Please copy exactly every line from the one that contains "Where can the tree" to the end of the data below, with both ends included and no other lines.

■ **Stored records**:
----------------

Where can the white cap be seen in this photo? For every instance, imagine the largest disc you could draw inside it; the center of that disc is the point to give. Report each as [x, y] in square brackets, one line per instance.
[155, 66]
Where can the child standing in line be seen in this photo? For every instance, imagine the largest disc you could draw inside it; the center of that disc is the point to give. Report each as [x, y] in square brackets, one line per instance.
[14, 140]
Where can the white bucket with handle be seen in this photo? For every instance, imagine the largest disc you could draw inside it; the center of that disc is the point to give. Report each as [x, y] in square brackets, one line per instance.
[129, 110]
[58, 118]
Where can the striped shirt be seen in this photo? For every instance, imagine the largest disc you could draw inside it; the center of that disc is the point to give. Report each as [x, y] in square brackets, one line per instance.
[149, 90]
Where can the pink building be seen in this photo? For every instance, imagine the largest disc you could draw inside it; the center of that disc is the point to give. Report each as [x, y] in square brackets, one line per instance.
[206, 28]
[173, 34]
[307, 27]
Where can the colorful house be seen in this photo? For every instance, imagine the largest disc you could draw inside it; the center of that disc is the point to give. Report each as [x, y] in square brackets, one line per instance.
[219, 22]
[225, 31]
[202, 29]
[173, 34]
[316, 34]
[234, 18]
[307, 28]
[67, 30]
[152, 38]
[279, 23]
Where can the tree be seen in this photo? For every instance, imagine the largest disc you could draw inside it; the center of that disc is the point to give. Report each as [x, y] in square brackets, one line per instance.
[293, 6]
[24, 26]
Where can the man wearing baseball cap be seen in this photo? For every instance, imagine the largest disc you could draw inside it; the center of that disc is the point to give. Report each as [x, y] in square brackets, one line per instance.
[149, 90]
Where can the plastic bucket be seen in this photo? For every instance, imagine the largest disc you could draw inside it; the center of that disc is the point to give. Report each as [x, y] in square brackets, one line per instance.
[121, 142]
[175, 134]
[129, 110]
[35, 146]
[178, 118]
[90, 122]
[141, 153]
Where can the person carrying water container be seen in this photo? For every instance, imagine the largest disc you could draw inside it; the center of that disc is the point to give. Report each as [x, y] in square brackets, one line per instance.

----------------

■ **The answer**:
Where can the tree be seen in this photo? For every instance, imagine the largest disc you could draw inside it; the center of that disc is the point to give. Report each as [x, y] in square brackets, one line per instance.
[293, 6]
[24, 26]
Where can the man wearing baseball cap be seen in this photo? For every instance, imagine the largest disc you could draw inside it; the center of that disc is the point to give. Report each as [x, y] in square brackets, one line per instance.
[149, 90]
Where can the plastic bucket be seen in this photo? For every instance, imagine the largest disc you could draw inside it; the center of that disc is the point to give. Report each as [x, y] in square brackets, one line per instance.
[121, 142]
[175, 134]
[129, 110]
[35, 146]
[178, 118]
[90, 122]
[141, 153]
Where can the person carrying water container be seen in this photo? For every instance, imagine the largest disc you could draw inside it; the center of that disc is the point to give. Report each as [x, y] in square brackets, one line per instance.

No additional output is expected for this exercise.